Go to the line containing "like (618, 219)." and return it and each line after it exactly, through the end of the data below, and nothing more.

------ Available data

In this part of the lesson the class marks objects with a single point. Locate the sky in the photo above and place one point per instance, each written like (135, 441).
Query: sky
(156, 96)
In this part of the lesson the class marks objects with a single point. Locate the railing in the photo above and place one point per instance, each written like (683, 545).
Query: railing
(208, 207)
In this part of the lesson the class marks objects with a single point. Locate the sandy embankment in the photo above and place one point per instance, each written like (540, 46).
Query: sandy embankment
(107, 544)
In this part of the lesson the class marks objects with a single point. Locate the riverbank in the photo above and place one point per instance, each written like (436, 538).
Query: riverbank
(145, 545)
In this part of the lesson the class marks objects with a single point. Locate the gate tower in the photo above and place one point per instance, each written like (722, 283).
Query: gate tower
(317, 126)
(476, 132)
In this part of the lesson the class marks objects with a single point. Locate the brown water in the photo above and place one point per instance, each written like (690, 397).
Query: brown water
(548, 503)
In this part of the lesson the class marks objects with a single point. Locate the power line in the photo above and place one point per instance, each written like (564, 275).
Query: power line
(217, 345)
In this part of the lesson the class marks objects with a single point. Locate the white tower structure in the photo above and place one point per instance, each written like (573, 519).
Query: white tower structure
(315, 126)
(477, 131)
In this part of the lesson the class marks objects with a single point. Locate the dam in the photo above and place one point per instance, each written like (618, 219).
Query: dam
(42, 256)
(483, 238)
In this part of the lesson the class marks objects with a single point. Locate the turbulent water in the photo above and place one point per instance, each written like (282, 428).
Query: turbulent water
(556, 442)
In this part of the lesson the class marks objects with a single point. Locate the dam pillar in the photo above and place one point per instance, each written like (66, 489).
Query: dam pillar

------------

**Answer box:**
In this part of the lesson the class marks objects with a single point. Locate the dam in the photo above and place one point per instance, each written like (618, 219).
Query: dam
(42, 256)
(483, 238)
In this part of the lesson the class marks objects with a single point. Locate the turbulent water in the photo above and place one point per instance, each written like (282, 428).
Query: turbulent water
(556, 442)
In this part of the lesson the class marks objects with a single point. Locate the dam pillar in the photo above and place one point per instance, each written like (66, 489).
Query: dam pillar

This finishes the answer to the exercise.